What to do -
Copy the lines verbatim, beginning with the line that contains "Where can the parrot perched" and continuing through the end of the data, and only those lines.

Data to use -
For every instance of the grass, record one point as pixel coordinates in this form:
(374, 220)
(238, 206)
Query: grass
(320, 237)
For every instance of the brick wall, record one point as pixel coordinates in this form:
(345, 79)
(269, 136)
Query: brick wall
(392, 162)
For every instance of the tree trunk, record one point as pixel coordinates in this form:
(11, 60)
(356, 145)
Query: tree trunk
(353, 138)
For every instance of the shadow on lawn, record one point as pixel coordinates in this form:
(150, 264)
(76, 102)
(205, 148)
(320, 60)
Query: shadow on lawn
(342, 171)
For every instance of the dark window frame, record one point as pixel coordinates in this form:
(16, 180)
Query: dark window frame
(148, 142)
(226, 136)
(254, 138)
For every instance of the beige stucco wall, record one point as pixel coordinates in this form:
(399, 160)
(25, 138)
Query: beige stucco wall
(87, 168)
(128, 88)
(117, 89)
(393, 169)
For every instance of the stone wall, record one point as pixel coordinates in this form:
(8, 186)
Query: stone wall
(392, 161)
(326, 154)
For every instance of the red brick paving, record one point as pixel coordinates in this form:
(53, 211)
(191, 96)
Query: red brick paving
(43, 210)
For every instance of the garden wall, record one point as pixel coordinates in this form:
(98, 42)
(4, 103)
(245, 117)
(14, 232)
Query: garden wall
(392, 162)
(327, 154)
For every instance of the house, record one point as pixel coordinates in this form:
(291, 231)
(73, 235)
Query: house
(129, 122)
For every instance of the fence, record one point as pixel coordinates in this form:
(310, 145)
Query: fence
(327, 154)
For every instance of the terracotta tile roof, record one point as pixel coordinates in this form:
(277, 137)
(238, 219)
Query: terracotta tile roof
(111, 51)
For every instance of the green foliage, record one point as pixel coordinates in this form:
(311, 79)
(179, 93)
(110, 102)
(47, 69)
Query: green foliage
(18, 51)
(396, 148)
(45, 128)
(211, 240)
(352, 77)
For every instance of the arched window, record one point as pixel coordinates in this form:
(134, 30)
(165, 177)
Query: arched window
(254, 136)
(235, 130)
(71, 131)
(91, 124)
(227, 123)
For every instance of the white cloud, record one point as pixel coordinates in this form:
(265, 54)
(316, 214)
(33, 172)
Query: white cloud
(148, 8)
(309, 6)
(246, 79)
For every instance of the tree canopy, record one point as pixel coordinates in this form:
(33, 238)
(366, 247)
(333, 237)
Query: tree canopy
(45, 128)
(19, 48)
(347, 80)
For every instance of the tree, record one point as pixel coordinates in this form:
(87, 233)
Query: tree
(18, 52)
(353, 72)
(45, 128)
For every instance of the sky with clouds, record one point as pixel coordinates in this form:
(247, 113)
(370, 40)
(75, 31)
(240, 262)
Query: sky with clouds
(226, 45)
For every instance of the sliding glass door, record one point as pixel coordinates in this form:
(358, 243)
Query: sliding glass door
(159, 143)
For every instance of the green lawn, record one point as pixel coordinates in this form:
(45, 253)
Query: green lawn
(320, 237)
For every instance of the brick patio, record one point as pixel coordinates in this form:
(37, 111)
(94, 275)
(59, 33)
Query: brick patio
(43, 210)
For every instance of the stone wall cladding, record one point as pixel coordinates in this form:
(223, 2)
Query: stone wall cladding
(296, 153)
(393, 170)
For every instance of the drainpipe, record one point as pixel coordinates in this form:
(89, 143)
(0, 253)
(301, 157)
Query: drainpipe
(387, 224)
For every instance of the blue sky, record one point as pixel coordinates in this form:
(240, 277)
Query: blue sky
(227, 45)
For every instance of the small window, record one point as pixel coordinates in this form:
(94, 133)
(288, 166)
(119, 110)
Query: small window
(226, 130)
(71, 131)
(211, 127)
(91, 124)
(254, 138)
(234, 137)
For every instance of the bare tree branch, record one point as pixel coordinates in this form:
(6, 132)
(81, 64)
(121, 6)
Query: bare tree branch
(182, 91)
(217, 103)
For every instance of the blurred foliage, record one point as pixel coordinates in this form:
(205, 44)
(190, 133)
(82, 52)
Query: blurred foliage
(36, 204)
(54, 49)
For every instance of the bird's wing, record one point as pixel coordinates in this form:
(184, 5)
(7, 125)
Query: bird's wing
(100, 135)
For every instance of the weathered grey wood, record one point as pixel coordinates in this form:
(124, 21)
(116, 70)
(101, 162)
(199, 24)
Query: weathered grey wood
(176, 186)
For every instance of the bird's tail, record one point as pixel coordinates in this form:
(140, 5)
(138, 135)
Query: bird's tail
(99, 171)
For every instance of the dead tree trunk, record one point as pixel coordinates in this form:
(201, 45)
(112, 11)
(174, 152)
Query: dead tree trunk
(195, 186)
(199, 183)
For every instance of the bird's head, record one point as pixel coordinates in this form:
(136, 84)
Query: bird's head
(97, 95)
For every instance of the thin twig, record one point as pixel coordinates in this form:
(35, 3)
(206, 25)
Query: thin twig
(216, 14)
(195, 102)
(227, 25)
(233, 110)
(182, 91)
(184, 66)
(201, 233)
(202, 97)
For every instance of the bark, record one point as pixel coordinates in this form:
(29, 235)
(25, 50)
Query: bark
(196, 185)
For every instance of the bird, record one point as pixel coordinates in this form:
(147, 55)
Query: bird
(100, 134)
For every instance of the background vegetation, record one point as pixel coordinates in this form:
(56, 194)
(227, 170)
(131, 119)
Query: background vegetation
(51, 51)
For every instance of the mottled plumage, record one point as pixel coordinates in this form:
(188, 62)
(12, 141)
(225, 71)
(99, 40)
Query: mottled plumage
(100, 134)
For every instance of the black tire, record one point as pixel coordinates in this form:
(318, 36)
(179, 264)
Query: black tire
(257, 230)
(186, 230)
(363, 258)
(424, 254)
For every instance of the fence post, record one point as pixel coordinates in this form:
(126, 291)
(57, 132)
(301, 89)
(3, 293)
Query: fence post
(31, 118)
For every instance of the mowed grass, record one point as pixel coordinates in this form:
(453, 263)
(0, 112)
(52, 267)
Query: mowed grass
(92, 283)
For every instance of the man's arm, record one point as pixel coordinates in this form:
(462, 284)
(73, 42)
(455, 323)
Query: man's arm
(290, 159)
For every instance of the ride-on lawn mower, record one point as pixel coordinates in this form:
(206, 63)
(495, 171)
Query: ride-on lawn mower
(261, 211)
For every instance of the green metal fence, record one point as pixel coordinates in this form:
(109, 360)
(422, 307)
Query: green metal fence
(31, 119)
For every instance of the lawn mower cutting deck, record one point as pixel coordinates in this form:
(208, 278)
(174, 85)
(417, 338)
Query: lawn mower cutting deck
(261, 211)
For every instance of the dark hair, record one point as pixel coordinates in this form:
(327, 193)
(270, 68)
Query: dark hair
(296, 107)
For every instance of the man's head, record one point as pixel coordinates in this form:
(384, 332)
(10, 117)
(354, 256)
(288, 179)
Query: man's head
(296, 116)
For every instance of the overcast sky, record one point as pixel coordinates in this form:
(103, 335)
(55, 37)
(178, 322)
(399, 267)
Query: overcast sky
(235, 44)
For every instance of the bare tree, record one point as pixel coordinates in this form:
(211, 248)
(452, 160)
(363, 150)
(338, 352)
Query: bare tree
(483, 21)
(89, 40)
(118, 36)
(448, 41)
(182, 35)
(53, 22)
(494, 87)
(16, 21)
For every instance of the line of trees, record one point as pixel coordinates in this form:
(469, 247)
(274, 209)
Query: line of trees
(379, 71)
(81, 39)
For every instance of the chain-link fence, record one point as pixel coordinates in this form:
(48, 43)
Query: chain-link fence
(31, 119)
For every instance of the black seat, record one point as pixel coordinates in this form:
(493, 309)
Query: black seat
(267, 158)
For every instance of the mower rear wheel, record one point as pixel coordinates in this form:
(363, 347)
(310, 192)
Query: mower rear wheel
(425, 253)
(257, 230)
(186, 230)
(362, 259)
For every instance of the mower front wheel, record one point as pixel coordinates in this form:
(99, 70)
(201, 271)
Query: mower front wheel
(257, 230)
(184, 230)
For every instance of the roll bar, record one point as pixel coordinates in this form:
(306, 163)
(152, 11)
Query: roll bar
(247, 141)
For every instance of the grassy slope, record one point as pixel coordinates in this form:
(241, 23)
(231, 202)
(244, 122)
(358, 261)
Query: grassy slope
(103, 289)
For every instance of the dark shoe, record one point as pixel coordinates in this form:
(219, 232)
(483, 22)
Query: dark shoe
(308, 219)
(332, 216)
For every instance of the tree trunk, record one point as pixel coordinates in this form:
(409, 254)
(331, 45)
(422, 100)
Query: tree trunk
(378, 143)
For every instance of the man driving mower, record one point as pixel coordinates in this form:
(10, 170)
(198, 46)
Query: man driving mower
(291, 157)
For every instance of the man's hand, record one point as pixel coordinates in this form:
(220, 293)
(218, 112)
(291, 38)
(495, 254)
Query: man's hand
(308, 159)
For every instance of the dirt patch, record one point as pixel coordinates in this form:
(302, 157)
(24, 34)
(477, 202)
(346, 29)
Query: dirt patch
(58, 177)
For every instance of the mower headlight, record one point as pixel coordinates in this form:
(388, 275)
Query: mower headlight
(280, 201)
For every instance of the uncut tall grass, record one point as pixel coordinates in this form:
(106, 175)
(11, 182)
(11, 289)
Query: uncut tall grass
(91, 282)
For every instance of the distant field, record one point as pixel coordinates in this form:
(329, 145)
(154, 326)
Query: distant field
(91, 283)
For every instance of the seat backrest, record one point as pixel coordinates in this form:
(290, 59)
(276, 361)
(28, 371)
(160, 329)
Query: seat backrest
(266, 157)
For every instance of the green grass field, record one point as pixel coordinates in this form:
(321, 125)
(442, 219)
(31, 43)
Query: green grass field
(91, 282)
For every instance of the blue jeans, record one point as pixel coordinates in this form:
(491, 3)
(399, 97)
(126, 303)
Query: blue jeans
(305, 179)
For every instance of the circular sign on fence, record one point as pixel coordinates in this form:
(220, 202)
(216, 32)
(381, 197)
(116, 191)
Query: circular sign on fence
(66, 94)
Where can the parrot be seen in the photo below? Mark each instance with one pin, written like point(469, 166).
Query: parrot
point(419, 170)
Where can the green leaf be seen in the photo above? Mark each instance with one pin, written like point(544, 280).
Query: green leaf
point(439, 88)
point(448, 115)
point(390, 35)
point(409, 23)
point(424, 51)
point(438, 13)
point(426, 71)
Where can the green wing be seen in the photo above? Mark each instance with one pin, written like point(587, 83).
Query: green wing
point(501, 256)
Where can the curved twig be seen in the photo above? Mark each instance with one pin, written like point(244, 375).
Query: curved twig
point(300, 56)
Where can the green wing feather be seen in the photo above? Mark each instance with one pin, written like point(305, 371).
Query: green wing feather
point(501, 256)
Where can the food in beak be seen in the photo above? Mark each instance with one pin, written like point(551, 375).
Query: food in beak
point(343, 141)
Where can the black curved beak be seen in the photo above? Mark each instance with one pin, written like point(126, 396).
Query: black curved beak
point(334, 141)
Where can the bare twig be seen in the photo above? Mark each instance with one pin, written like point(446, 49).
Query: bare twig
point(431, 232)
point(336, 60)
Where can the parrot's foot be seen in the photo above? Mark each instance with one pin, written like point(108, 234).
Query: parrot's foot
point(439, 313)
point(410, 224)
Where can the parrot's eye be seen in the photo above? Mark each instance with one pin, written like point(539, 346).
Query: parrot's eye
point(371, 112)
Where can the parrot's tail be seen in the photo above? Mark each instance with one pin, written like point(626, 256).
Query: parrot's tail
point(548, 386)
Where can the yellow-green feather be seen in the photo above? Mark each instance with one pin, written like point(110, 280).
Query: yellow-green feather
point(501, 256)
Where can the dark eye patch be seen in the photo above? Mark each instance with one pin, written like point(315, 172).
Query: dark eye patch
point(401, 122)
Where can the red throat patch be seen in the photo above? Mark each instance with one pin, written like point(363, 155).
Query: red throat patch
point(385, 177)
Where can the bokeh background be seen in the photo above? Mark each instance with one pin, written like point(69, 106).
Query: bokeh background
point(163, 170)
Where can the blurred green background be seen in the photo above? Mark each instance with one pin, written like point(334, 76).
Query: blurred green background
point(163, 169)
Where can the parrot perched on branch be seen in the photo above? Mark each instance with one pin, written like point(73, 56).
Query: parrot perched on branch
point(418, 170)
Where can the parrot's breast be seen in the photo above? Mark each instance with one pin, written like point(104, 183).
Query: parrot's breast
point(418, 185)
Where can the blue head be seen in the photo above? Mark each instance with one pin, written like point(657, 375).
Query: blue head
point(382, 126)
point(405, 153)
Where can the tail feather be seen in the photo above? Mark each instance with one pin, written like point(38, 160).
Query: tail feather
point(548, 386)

Response box -
Where can the parrot perched on branch be seen in the photo above? Mark each instance with one pin, written like point(73, 56).
Query: parrot perched on branch
point(418, 170)
Where can the parrot's breast be seen in the photo above? Mark each instance with one pin, written like point(104, 183).
Query: parrot's breast
point(418, 185)
Where can the blue head be seen in the photo above? Mark each instance with one pin, written like point(657, 375).
Query: blue head
point(382, 126)
point(405, 153)
Where can the tail feather be seen in the photo above? Mark each instance with one pin, written like point(38, 160).
Query: tail feather
point(548, 386)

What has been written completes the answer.